• [TASK BRIEF] Write what comes next in the account of a childhood move from Venda to Indermark, continuing from the last sentence shown.

╭─ DOCUMENT EXCERPT

I never went to church, but other children my age were going to church. For me it was very painful not going to church. I started school in 2002, when I was six years old at Mutititi Primary School. Since school was at the top of the mountain we had to pass the village graves on our way there. We had to cross a small river. At the time I was so scared that I wasn’t going to make any friends. I thought I was going to be alone the whole day, but as a young girl I never let myself down.
When my father returned from jail I was in grade 1. He told my mother to come and stay with him at the end of the year. We moved to Indermark in 2003. I was so bored. I asked myself, “How am I going to start a new life?” It was so hard for me to move from my village to another.
When we arrived at Indermark it was so different from Venda. The one thing that frustrated me was the abundance of cows and donkeys in the streets, people fetching water from the river, and the loud noises. On the other hand, Venda was located on a big mountain in the quiet of nature.
The 25th of December, Christmas Day, was great. My mother cooked food for the family and put everything on the table in hopes for the best. Everyone in the family was happy except me, because at Venda during Christmas time we go to Church to celebrate Jesus Christ. At Indermark, people drink and walk on the streets the whole day. There was nothing I could do, since Indermark is different from Venda.
New Years and Christmas was over and the time to go to school was coming. I began Grade 2 in 2004. I did have fun with other kids on the street though. When school opened, my mother chose a beautiful school for me called Boikhutso. In the morning, my mother prepared everything for my first day at Boikhutso Primary School. I was so scared and afraid. I kept thinking, “How am I going to start a new life in a new school?” However, my brother and I had a great day. I met some of the learners. My brother was in grade 4a. The principle of the school was Mr. Rangata. My problem was that I couldn’t speak or write proper Sepedi. I was afraid that at the end of they year I was going to fail. Through the whole year I tried my best and eventually made it. My report card had good results.

╰─
╭─ EXTRACTED DATA

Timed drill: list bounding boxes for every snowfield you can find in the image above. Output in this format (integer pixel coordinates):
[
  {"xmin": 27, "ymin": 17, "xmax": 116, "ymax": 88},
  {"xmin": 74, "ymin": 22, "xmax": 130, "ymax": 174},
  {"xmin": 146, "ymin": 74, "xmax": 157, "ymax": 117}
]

╰─

• [SOLVED EXERCISE]
Several years have passed and now I am 10 years old. it is December 24th 2006 Christmas Eve. It was morning and my parents were watching television it was raining and my brothers and sister were playing outside. I asked my parents for money to buy a pair of All Star tennis shoes; but, they refused and said they did not have the money. I wanted a pair of All Stars because my friend had them. It was Christmas time and I was feeling sad that I didn’t get what I wanted. My parents didn’t even buy me clothes even thougher they bought my brothers some. There was nothing I could do as a born free generation. I thought maybe its due to an equality or poverty.
In 2008, my friend moved to Mphukaneng Primary School. It was a long distance from Boikhutso Primary School. She moved because she was afraid of a teacher. The way that we used to be and what we did was different from others. We shared pocket money, one school bag, food, and clothes. Everything that we had, we were sharing. Sometimes her grandmother would let her stay at my home, or I would even go and stay with her. Through our hard relationship, I felt like I was a loser. But there was nothing that I could do. I joined other groups of children, but it wouldn’t help me be the same as I was with my old friend.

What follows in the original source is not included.